Selected extract start

# Strings

A string in python is an immutable sequence of characters.
We've already seen that we can make strings by enclosing
it in either single quotes `''` or double quotes `""`.
It does not
matter which we use, though if we plan to contain one
of a single or double quote inside the string, but not both,
inside the string, then it is easier to choose the one
we do not plan to use inside the string.

In [None]:
astr = 'ah'
bstr = "won't"

### String Operators

A couple of the standard operators have been defined to have meaning with strings:

* `str1 + str2` -> returns a new string with `str1` and `str2` concatenated
* `str1*n` -> returns a new string with `str1` repeated `n` times

Note that `/` and `-` are not defined for strings.

In [None]:
astr = 'ah'
bstr = 'frog'
print(astr+bstr)
print(astr*5)

These can also be combined:

In [None]:
print('a'*3 + 'h'*3 + bstr)

### Special Characters

While most characters can simply be typed into a
string, some characters don't have a clear way
to type them into strings.  These are known as special
characters.  The two most common special characters
are:

* `\n` = newline
* `\t` = tab

To use these, we simply type them as part of the
string.  For example:

In [None]:
multiline = 'a string with\na newline'
print(multiline)

### Escape Characters

While many times simply selectively choosing whether
to enclose a string in single or double quotes is
sufficient, sometimes, it's not enough.  For instance,
maybe you need to have both an apostrophe and quotation
marks inside your string.  In these cases, we can escape
the character with `\`.  This indicates that the character
immediately following should not be treated as a character
python recognizes for some purpose, but instead should show
up as just that regular character in the string.

* `\'` = single quote
* `\"` = double quote
* `\\` = backslash (since `\` is used to escape, to use it
  as a literal character, it must be used to escape itself)

In [None]:
strquote = "And Harry Potter said \"hello\""

### Strings as Lists
Strings can be treated like lists in python.  This means
that we can perform the same operations we did with lists.

#### Indexing and Slicing
* indexing - with `strname[i]`
* slicing - `strname[start:stop:stride]`.

Selected extract end

- Exercises to complete
1. Summarize the strings lesson in two sentences.
2. From the strings lesson, write out the passage between "While many times" and "in the string.", inclusive.
3. According to the strings lesson, which two operators are not defined for strings?

Given entries start

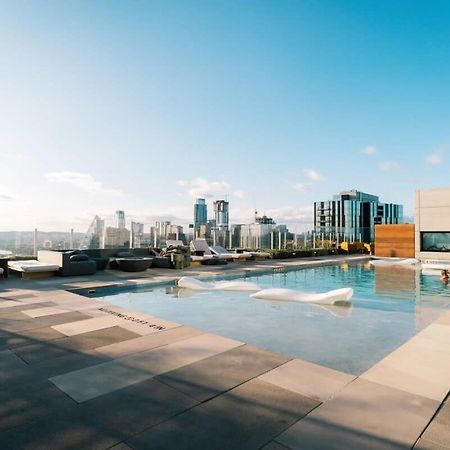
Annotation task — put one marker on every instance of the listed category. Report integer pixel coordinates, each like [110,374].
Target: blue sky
[143,105]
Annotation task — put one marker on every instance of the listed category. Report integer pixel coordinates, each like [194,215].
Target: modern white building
[432,224]
[120,219]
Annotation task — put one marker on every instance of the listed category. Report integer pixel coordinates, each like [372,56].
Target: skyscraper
[221,214]
[120,219]
[352,216]
[200,213]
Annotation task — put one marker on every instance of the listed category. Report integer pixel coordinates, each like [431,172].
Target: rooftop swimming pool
[389,306]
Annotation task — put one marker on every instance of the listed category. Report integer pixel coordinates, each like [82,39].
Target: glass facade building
[221,214]
[200,213]
[352,215]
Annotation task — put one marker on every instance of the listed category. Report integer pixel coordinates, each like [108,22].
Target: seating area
[32,269]
[175,255]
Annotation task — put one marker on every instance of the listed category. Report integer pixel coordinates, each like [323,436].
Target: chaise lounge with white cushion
[202,252]
[222,252]
[31,268]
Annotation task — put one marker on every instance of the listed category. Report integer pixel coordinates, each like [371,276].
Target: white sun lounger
[200,245]
[220,251]
[33,269]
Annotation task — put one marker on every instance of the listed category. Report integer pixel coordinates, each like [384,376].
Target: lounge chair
[127,262]
[202,253]
[31,268]
[222,252]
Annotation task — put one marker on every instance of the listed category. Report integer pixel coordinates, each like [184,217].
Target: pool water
[389,306]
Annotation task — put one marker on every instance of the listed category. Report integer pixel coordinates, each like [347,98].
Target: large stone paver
[61,429]
[212,376]
[44,311]
[9,303]
[89,383]
[11,340]
[21,322]
[42,351]
[424,444]
[21,405]
[135,408]
[421,366]
[138,322]
[148,342]
[86,325]
[311,380]
[363,415]
[438,431]
[247,417]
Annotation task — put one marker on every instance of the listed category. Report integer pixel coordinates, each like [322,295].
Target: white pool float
[394,262]
[333,297]
[233,285]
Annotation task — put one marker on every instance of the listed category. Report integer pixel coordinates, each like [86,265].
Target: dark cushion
[79,257]
[124,254]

Given entries end

- Exercise answers
1. A Python string is an immutable sequence of characters, written in single or double quotes, and the `+` and `*` operators concatenate and repeat strings. Special characters such as `\n` and `\t` can be typed directly into a string, a backslash escapes quotes and backslashes, and strings can be indexed and sliced like lists.

2.
While many times simply selectively choosing whether
to enclose a string in single or double quotes is
sufficient, sometimes, it's not enough.  For instance,
maybe you need to have both an apostrophe and quotation
marks inside your string.  In these cases, we can escape
the character with `\`.  This indicates that the character
immediately following should not be treated as a character
python recognizes for some purpose, but instead should show
up as just that regular character in the string.

3. `/` and `-`